Selected text -
# Porsche Owner is at breaking point



## Exotica (Feb 27, 2006)

I've been watching this guys updates on his new 911. If you watch his videos you will see the frustration he's been having .

Just uploaded his latest update. Contains swearing






New link added


----------



## chr15rey (Jun 17, 2008)

Poor man, you'd be gutted. Roof bars though, on a 911, there's no excuse!


----------



## james_death (Aug 9, 2010)

Oh this so needs sending to the Hamster, better still Clarkson it will def make the program then...:lol:


----------



## Exotica (Feb 27, 2006)

chr15rey said:


> Poor man, you'd be gutted. Roof bars though, on a 911, there's no excuse!


It's probably keeping the car together.


----------



## Exotica (Feb 27, 2006)

james_death said:


> Oh this so needs sending to the Hamster, better still Clarkson it will def make the program then...:lol:


I agree, JC will love ripping into Porsche.


----------



## james_death (Aug 9, 2010)

Hamsters fave car....:lol:

I dont do twitter but if i did i would have to send him that...:lol:


----------



## Exotica (Feb 27, 2006)

Shocking treatment though . I bet Mr Porsche will be turning in his grave.


----------



## chippy1970 (Apr 3, 2009)

Watched the video then I looked at Porsche's Facebook page and it's full of comments and links to the video lol


----------



## Exotica (Feb 27, 2006)

james_death said:


> Hamsters fave car....:lol:
> 
> I dont do twitter but if i did i would have to send him that...:lol:


The thing is if this was Richard Hammonds car it wouldn't have got to this stage.


----------



## suspal (Dec 29, 2011)

Wrong section should be in gentleman's club


----------



## lofty (Jun 19, 2007)

Funnily enough I mentioned on this recent thread about Porsche's poor after sales, definitely another case of profit before customer satisfaction. The backlash on Facebook is PR disaster for them, I hope they learn from it.

The records -
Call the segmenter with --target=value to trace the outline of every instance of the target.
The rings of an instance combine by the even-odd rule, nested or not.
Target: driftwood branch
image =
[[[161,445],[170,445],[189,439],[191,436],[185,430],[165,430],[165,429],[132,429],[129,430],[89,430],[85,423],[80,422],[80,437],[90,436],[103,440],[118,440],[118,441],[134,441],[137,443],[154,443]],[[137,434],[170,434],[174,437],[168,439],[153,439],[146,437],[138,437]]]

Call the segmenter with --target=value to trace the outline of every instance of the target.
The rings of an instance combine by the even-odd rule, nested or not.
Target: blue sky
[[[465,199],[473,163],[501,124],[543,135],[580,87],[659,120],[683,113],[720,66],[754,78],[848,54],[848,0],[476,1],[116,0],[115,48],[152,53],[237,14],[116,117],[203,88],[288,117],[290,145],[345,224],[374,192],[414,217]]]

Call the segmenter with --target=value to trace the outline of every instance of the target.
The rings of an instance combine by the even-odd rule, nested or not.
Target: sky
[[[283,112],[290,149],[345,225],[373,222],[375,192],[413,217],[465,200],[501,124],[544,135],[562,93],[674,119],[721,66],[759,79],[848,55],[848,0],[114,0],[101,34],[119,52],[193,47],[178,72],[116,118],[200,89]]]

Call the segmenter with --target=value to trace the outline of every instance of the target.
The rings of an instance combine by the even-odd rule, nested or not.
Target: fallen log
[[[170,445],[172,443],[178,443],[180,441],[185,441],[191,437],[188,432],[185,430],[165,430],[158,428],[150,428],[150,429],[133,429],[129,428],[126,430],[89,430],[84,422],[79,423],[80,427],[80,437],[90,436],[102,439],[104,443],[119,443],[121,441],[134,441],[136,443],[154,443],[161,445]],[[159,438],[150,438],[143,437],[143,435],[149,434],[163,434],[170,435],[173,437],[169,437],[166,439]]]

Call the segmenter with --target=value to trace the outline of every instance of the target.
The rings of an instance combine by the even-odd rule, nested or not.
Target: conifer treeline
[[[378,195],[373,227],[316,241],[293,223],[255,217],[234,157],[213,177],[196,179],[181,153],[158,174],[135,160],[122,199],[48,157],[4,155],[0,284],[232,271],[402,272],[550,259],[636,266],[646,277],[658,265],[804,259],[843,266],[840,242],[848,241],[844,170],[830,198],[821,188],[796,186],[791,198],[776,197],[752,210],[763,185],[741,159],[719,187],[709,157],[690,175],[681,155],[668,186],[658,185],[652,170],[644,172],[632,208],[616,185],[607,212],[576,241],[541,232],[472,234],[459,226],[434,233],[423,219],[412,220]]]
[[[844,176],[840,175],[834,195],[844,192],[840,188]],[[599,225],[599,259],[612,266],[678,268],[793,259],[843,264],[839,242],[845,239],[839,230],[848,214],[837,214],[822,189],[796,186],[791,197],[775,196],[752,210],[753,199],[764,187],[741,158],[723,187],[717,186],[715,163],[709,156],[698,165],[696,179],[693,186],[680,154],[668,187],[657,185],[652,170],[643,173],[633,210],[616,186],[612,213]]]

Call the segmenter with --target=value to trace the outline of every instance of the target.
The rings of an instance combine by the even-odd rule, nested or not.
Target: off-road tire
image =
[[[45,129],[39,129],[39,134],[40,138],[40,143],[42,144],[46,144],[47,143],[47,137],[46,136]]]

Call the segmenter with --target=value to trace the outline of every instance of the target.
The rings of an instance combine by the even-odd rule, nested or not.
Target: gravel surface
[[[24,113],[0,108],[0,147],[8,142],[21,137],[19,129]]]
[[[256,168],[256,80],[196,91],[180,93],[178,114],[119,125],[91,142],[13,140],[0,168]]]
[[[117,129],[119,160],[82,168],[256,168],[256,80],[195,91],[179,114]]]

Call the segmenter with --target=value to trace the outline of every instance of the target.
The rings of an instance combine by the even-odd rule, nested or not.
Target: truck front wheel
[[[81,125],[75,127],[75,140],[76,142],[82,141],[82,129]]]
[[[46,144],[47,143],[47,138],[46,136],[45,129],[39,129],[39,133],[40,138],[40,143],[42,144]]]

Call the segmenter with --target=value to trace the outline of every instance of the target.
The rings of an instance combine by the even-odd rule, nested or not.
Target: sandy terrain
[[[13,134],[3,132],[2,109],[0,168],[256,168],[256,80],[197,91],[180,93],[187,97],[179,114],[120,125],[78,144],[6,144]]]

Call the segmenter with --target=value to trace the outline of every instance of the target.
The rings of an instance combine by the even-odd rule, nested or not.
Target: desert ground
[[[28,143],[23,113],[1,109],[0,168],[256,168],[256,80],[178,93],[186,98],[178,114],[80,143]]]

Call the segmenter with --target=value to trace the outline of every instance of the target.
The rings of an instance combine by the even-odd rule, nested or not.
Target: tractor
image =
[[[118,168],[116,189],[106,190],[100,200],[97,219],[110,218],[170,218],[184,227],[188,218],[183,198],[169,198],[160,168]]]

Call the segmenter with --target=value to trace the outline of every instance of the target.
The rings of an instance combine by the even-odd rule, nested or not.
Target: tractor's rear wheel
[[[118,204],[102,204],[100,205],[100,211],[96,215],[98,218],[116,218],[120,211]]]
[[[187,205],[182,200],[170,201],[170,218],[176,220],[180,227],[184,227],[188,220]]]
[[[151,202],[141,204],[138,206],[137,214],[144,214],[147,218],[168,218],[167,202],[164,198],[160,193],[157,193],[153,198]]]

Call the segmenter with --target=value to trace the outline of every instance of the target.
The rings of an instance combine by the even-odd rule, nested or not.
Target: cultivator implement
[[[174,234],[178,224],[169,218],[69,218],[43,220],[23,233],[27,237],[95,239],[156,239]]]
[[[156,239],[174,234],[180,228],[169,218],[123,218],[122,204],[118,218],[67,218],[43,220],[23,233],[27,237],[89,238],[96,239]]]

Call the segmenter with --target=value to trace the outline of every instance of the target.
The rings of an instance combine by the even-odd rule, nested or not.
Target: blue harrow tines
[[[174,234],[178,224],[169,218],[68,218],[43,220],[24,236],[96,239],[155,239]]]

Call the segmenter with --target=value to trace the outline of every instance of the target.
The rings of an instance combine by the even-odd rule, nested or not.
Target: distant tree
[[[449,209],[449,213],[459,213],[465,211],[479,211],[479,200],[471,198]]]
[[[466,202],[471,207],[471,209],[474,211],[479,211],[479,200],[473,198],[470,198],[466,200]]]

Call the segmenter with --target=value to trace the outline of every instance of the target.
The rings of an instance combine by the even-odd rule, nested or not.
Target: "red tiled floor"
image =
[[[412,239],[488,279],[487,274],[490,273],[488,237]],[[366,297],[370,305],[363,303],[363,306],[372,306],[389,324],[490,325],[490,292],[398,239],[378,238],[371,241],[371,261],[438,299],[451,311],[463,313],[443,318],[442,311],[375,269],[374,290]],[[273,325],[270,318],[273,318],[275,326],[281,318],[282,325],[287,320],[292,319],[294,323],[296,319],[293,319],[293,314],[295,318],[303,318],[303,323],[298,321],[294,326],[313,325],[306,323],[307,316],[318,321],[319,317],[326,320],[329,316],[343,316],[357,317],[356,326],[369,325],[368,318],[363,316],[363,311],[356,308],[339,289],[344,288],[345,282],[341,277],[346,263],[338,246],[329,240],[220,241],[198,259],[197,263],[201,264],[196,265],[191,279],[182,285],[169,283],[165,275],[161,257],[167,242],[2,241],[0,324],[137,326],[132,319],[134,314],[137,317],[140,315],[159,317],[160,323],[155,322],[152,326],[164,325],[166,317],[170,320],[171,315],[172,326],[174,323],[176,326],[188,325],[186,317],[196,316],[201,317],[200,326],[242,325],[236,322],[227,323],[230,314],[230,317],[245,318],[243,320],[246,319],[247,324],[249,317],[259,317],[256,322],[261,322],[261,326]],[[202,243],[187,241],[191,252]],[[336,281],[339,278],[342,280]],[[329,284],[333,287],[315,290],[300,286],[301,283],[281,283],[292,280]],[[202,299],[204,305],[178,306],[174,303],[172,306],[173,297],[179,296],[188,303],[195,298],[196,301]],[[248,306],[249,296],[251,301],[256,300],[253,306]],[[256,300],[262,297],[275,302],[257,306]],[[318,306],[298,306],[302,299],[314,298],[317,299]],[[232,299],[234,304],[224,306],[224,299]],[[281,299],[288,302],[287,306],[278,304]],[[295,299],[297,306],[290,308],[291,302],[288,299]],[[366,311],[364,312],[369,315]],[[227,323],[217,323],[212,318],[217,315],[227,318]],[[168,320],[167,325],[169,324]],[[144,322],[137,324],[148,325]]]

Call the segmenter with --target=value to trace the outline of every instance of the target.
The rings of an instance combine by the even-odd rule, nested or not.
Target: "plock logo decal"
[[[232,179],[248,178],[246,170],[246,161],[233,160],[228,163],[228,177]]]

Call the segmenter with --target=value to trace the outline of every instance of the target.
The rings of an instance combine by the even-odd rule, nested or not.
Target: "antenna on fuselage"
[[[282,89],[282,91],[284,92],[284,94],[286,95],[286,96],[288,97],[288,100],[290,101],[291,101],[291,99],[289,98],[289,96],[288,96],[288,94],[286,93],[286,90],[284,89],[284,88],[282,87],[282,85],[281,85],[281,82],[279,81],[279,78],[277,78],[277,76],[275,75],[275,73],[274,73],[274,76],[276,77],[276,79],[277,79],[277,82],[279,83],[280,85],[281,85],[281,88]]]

Tasks to complete -
**A)** Reproduce verbatim the passage of the Porsche thread starting at "## suspal (Dec" and ending at "learn from it.".
**B)** Count the lines of the records that contain the string "tractor", and reply with only that number.
The forum thread and the records are unrelated material.

Responses to the exercise -
**A)**
## suspal (Dec 29, 2011)

Wrong section should be in gentleman's club


----------



## lofty (Jun 19, 2007)

Funnily enough I mentioned on this recent thread about Porsche's poor after sales, definitely another case of profit before customer satisfaction. The backlash on Facebook is PR disaster for them, I hope they learn from it.

**B)** 2